Another significant advantage of the new exam format is that it features less fact recall and more high-level evaluation as would be required in everyday radiology practice, Balfe adds. This not only makes the tests more similar to the practice of radiology, but also diminishes answer-sharing opportunities.
"A big difference in the exam format is the greater amount of case management questions, which now make up 60 percent of the test," says Balfe. Although he has mixed feelings about the oral exam's retirement, he notes that the computerized test will be more fair and free of examiner bias — a subjectivity component that no amount of training or restructuring could eliminate from the oral exam format. "With the orals, no two examinees got the same test," says Balfe. "The public wants more transparency."
Allowing for Specialization
The new exam structure, which includes the core exam administered after the third year of residency, required some radiology residency programs to make curriculum changes. While other institutions — Mallinckrodt, Brown University, and the University of Cincinnati — happen to already require that their residents all have multiple clinical rotations in the core areas within the first three years of residency.
"We haven't had to make as many changes to residency program's as you would expect," says Balfe, who appreciates the new format because it tests residents on general radiology after three years and allows for specialization during the fourth year. "This new system allows people to train earlier — and the earlier the better," he says, as it provides room for residents to subspecialize. "Before, the fourth year of residency was just another year of general radiology."
Residency program directors like Balfe and others play a valuable role in the new board certification process by contributing questions for the core and certifying exams. Mainiero is among the 259 radiologist volunteers serving on 28 committees dedicated to the new tests.
The collective efforts of the ABR and program directors have helped ease the transition to the Exam of the Future. "At first, program directors thought the new format was too different and envisioned all the adaptations they'd have to make," says Becker. "But at the last APDR meeting, it was like old news ... they've moved on mentally and emotionally."
Preparing for the First
In addition to finalizing the exams, the ABR is working hard to help prepare the first group of residents, who began training in July 2010, to be evaluated for board certification using the new exam format. The first core exam will be administered in October 2013 followed by the first certifying exam in 2015.

■ Saved entries ■
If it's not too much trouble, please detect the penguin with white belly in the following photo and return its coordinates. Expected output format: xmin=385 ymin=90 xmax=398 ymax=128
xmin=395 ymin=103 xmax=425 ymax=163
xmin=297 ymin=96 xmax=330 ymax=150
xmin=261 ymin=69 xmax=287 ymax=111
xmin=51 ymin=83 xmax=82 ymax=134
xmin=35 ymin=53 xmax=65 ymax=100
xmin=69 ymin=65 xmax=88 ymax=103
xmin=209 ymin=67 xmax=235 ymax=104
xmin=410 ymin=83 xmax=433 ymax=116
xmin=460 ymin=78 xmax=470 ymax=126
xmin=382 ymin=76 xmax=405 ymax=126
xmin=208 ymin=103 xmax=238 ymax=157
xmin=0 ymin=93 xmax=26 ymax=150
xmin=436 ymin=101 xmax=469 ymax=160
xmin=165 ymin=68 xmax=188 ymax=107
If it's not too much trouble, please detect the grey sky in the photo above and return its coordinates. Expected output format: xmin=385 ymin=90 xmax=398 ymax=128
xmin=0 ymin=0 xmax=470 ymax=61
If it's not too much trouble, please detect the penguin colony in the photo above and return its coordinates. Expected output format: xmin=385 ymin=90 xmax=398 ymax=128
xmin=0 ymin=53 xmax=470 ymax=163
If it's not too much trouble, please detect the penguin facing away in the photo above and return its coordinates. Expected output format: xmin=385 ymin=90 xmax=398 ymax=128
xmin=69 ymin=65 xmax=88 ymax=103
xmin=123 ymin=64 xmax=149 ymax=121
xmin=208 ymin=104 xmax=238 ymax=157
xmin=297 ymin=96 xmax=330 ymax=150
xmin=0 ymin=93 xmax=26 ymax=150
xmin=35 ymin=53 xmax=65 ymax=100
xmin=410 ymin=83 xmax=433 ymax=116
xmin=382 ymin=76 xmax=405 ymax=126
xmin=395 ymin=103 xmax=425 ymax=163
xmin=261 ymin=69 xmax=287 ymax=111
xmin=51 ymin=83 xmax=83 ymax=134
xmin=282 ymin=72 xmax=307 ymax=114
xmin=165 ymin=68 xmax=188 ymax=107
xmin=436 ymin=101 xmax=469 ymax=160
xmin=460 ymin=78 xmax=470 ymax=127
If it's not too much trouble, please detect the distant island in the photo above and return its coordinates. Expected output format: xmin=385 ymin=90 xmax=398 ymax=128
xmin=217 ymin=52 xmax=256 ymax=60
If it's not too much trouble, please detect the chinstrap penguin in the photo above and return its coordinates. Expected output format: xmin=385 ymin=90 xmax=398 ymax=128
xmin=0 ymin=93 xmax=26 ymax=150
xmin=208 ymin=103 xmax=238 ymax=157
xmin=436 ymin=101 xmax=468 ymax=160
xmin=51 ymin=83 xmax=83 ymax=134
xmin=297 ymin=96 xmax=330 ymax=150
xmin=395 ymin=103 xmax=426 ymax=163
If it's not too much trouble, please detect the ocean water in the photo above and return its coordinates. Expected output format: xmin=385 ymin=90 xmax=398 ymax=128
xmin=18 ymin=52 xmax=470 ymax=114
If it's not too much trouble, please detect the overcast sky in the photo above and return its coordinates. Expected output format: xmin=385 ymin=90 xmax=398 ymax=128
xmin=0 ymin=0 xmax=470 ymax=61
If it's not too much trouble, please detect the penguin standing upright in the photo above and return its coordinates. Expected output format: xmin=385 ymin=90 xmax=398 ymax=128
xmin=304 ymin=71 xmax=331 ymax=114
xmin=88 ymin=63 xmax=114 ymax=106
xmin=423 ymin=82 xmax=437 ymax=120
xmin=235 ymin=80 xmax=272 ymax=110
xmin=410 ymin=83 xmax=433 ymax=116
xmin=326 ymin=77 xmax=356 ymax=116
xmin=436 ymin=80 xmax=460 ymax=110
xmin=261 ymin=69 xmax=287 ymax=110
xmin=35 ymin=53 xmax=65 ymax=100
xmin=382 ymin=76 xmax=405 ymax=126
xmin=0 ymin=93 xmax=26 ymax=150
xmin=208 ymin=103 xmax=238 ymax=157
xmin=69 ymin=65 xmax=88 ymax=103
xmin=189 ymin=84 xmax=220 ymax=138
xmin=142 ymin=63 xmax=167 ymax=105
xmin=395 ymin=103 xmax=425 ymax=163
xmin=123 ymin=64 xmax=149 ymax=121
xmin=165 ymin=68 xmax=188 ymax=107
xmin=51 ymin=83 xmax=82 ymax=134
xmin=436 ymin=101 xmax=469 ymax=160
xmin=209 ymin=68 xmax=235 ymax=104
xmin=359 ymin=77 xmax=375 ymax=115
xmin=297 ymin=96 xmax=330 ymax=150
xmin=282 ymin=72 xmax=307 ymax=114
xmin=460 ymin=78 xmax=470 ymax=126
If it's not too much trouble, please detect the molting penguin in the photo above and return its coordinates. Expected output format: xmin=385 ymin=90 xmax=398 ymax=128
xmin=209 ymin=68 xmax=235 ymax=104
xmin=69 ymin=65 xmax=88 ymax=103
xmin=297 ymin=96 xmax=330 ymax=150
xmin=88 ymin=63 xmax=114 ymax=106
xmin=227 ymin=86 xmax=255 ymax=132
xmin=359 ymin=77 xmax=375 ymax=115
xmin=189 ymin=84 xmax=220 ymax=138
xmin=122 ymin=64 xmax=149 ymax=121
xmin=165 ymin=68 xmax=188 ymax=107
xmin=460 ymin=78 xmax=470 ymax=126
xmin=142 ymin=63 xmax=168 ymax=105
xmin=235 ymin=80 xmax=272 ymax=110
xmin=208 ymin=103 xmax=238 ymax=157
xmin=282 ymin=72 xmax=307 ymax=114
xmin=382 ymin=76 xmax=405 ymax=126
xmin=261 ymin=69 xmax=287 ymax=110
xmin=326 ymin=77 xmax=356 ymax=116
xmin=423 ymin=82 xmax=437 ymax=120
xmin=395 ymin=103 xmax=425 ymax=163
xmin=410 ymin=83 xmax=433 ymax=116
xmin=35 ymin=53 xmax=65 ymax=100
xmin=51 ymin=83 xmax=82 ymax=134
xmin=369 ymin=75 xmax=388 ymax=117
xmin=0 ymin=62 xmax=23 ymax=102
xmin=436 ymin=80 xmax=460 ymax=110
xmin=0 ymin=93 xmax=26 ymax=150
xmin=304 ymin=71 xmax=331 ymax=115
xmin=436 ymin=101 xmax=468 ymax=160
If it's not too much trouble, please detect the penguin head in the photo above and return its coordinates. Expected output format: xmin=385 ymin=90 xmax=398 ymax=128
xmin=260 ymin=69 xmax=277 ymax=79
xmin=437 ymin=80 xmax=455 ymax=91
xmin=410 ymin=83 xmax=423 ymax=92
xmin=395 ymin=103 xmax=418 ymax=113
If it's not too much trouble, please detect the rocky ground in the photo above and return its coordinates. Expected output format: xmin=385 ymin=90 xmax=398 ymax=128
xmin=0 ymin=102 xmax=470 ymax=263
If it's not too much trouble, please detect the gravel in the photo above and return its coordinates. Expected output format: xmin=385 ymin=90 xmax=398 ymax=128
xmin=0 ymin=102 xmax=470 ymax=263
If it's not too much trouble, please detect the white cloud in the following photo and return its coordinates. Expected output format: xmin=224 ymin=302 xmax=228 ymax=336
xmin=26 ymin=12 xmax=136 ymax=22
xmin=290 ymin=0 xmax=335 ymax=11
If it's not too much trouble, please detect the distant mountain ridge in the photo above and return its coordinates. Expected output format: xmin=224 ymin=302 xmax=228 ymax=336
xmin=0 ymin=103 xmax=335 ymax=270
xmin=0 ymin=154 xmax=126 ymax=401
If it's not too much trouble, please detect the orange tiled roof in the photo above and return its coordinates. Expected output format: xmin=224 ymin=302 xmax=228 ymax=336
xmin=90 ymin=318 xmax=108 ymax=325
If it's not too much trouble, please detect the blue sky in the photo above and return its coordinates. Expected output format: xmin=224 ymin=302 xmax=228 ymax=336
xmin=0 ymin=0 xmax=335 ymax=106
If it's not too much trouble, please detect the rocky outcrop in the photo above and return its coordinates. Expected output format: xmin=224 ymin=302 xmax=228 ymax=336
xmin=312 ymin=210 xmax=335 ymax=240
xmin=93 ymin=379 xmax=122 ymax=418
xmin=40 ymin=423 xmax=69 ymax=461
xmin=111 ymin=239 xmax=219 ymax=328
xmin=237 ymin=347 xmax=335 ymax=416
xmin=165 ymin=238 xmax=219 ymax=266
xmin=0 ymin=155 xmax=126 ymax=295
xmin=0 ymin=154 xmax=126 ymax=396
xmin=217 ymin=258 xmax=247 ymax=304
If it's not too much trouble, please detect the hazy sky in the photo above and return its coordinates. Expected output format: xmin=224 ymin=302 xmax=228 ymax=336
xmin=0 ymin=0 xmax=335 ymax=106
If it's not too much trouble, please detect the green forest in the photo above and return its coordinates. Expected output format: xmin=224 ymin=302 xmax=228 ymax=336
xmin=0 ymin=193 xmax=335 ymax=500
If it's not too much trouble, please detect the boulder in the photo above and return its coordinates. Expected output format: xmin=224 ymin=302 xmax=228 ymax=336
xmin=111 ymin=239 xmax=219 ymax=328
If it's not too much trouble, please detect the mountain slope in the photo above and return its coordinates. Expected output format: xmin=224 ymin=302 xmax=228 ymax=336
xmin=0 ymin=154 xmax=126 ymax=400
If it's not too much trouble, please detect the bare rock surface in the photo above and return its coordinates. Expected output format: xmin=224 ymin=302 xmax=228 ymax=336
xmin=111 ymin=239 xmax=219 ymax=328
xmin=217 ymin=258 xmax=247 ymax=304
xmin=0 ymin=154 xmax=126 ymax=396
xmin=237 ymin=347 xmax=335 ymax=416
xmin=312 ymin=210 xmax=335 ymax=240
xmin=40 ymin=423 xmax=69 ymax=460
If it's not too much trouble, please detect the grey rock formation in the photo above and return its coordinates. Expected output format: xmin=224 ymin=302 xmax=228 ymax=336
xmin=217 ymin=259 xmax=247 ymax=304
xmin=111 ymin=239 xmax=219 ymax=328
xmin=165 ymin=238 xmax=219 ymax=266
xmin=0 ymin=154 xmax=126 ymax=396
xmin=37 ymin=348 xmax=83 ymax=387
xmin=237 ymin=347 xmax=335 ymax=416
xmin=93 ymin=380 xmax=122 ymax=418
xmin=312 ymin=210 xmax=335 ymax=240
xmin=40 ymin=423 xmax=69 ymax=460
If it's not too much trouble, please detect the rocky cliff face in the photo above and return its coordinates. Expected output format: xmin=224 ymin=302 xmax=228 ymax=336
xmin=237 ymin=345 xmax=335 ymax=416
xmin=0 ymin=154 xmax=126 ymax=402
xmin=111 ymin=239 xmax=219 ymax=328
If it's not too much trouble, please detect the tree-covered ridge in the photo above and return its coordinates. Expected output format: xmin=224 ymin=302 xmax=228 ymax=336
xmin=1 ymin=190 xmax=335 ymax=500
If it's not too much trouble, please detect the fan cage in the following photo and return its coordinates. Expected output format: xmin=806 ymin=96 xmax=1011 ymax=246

■ TASK STATEMENT ■
In the excerpt above on the new radiology board exams, write out the passage starting with "Another significant advantage" and going on through "diminishes answer-sharing opportunities.".

■ REPLY TO THE EXERCISE ■
Another significant advantage of the new exam format is that it features less fact recall and more high-level evaluation as would be required in everyday radiology practice, Balfe adds. This not only makes the tests more similar to the practice of radiology, but also diminishes answer-sharing opportunities.